### Kutipan Sumber
Namun, kata Jimly, ini menjadi pelajaran bagi kita semua. “Nah, adanya hal ini menjadi kritik bagi kita semua agar memperbaiki mekanisme pencalonan dan pemilihan hakim konstitusi,” kata dia.
Menurutnya, mekanisme perpanjangan masa jabatan hakim konstitusi selama ini tidak tepat. Karena itu, prosedur pencalonan dan pemilihannya harus lebih detail yang diatur dalam peraturan masing-masing tiga lembaga yang mencalonkan hakim konstitusi yakni presiden, Mahkamah Agung (MA), dan DPR.
Dia menjelaskan proses untuk mendapatkan hakim konstitusi itu melalui tahapan pencalonan dan pemilihan. Dalam proses pencalonan hakim konstitusi harus memiliki unsur partisipatif dan transparan. “Partisipatif ialah ada keikutsertaan masyarakat dan transparan ialah keterbukaan. Dalam praktik yang sebelumnya hal ini belum diterapkan sepenuhnya,” kata dia.

### Yang Harus Dikerjakan
(1) Jawab pertanyaan berikut berdasarkan kutipan tentang hakim konstitusi di atas.
(a) Tiga lembaga apa saja yang mencalonkan hakim konstitusi?
(b) Dua unsur apa yang harus ada dalam proses pencalonan hakim konstitusi?
(c) Menurut Jimly, apa arti transparan?
(2) Tuliskan kembali tanpa perubahan bagian kutipan tentang hakim konstitusi di atas, dari "Namun, kata Jimly, ini" sampai "(MA), dan DPR.".

### Data yang Diberikan
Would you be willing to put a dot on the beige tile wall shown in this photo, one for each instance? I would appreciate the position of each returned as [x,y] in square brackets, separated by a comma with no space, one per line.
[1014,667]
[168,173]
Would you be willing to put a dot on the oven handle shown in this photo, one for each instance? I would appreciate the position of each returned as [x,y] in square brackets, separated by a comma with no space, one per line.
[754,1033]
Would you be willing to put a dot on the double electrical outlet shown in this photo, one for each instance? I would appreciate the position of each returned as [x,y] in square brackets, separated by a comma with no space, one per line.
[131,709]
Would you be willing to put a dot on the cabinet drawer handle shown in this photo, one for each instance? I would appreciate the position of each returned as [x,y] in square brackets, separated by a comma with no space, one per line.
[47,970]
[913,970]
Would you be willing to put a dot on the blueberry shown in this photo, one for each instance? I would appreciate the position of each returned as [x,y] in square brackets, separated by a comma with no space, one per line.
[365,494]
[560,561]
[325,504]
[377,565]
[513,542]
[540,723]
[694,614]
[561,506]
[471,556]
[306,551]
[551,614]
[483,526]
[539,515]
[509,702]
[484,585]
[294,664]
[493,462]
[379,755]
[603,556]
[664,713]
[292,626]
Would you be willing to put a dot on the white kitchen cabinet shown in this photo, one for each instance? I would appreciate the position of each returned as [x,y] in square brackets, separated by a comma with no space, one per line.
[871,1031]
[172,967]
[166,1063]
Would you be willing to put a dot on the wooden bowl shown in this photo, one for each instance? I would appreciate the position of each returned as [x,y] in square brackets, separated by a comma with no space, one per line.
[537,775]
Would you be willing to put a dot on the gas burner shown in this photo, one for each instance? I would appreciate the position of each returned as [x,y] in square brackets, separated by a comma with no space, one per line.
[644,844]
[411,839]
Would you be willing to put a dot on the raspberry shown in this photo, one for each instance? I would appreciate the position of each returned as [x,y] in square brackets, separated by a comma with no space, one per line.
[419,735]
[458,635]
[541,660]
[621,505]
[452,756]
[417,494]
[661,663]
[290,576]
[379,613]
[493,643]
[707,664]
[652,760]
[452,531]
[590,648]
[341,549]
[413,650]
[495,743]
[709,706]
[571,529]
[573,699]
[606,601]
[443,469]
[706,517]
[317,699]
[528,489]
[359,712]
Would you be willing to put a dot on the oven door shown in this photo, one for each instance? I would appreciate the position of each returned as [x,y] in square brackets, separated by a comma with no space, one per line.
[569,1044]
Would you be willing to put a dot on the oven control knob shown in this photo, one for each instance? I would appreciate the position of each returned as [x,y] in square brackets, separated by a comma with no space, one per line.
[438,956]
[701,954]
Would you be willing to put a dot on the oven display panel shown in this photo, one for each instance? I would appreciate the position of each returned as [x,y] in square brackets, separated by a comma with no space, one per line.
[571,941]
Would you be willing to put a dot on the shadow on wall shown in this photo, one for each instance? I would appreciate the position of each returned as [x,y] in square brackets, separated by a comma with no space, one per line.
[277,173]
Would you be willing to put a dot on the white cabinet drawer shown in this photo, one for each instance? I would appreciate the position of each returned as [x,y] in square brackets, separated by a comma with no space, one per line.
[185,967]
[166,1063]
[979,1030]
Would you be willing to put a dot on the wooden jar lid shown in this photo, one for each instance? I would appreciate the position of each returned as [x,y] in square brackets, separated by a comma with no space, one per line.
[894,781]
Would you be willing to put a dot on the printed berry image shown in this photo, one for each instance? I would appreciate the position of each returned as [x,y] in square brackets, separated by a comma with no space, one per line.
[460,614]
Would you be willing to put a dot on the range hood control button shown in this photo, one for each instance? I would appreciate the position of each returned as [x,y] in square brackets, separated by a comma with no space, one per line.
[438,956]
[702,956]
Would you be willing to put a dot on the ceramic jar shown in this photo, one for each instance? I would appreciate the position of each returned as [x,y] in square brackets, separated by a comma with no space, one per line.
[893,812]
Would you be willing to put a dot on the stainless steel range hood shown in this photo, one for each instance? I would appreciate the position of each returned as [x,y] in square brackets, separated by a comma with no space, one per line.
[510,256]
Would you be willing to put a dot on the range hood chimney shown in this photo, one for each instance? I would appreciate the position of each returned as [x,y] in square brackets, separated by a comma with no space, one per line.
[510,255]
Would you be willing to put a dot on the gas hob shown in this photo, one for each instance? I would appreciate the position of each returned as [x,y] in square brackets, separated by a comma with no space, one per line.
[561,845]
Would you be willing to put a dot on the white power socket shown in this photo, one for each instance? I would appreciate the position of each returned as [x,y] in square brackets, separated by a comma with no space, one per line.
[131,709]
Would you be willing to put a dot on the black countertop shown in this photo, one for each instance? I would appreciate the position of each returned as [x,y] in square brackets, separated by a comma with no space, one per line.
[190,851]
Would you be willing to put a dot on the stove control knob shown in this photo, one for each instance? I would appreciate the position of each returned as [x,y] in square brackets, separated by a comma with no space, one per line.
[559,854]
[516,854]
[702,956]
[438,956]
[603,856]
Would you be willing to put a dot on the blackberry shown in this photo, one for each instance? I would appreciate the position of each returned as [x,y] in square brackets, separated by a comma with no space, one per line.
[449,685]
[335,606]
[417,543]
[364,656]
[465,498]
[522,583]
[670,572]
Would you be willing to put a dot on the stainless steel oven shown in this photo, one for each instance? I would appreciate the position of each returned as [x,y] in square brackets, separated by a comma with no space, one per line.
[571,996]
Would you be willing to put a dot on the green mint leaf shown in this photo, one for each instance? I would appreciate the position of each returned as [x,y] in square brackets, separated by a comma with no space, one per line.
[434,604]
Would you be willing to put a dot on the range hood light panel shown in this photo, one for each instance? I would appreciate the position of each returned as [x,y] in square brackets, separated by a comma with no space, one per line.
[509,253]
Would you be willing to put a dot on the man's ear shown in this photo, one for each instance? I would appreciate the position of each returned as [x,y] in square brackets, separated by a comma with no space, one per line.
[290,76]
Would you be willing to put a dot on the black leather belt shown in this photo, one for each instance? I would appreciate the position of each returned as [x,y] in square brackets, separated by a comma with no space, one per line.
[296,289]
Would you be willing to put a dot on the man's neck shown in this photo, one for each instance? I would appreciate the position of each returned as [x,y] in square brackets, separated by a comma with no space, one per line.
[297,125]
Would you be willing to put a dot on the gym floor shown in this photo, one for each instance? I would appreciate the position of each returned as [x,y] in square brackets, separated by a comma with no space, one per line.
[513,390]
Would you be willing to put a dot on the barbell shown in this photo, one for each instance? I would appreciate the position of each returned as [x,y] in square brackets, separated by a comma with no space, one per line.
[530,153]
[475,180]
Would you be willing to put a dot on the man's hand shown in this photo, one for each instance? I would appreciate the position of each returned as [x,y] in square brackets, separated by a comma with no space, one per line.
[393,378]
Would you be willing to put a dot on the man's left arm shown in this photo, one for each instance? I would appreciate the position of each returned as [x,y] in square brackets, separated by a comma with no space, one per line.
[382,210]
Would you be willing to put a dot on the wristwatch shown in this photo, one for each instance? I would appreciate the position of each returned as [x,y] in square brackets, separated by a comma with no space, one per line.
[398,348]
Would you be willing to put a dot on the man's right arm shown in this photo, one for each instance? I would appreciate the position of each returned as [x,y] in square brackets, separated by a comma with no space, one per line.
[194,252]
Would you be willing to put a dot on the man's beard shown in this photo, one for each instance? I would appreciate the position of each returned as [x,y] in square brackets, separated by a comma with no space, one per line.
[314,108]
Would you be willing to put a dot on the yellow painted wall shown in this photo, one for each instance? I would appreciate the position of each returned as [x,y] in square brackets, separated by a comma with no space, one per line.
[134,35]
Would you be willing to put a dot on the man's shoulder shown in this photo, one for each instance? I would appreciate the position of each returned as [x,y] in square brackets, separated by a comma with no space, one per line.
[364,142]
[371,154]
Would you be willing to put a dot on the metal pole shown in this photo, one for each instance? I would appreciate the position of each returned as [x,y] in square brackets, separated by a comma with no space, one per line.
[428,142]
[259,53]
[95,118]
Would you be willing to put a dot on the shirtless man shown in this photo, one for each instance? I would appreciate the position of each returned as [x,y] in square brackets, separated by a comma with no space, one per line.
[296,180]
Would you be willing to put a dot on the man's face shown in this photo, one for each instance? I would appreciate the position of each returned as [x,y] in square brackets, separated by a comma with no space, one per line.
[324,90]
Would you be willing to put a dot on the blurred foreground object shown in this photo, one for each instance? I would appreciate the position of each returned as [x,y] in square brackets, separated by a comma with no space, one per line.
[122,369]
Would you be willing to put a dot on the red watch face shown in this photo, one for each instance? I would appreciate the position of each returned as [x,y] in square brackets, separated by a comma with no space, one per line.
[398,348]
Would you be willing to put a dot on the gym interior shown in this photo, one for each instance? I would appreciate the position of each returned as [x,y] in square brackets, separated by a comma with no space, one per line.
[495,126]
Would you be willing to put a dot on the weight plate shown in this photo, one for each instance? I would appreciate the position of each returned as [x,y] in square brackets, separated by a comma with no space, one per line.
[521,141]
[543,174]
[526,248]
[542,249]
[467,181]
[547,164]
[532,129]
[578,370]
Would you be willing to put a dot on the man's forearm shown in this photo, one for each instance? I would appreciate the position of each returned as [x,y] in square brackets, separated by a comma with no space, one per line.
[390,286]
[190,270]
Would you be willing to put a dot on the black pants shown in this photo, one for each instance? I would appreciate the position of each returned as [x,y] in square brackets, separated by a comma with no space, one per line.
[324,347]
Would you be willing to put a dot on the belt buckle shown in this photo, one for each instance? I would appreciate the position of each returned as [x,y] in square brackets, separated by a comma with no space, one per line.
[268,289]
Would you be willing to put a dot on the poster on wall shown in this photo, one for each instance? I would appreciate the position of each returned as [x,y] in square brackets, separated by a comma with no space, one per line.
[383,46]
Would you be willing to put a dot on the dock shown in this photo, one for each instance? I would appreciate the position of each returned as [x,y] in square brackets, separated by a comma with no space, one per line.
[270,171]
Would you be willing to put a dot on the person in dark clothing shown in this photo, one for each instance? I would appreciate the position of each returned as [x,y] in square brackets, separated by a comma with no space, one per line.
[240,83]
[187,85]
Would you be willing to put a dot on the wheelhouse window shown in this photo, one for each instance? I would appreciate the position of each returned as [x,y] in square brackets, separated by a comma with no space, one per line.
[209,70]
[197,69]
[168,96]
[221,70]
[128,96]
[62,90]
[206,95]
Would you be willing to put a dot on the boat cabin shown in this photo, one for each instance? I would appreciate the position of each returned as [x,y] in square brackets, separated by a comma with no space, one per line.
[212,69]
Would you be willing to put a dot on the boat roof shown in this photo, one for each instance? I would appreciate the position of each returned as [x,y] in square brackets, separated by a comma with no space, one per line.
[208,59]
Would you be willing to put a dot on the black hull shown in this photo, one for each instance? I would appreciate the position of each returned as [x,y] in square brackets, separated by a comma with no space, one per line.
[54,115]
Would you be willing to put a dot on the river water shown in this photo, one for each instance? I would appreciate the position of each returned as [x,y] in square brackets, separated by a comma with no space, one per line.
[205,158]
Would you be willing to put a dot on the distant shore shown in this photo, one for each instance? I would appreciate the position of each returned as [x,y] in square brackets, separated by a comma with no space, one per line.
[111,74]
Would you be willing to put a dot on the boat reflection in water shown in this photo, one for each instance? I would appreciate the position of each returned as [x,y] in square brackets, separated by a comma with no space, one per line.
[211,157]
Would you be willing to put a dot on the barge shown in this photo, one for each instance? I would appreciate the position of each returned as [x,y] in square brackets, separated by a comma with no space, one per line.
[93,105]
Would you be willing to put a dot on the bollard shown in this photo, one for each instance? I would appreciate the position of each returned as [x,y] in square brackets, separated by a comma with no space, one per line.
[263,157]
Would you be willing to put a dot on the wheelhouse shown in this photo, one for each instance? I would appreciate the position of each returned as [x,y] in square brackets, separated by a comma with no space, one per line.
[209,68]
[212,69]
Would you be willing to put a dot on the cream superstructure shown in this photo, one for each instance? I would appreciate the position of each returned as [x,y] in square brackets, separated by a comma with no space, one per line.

### Jawaban Berurutan
(1)
(a) Presiden, Mahkamah Agung (MA), dan DPR.
(b) Unsur partisipatif dan transparan.
(c) Keterbukaan.

(2)
Namun, kata Jimly, ini menjadi pelajaran bagi kita semua. “Nah, adanya hal ini menjadi kritik bagi kita semua agar memperbaiki mekanisme pencalonan dan pemilihan hakim konstitusi,” kata dia.
Menurutnya, mekanisme perpanjangan masa jabatan hakim konstitusi selama ini tidak tepat. Karena itu, prosedur pencalonan dan pemilihannya harus lebih detail yang diatur dalam peraturan masing-masing tiga lembaga yang mencalonkan hakim konstitusi yakni presiden, Mahkamah Agung (MA), dan DPR.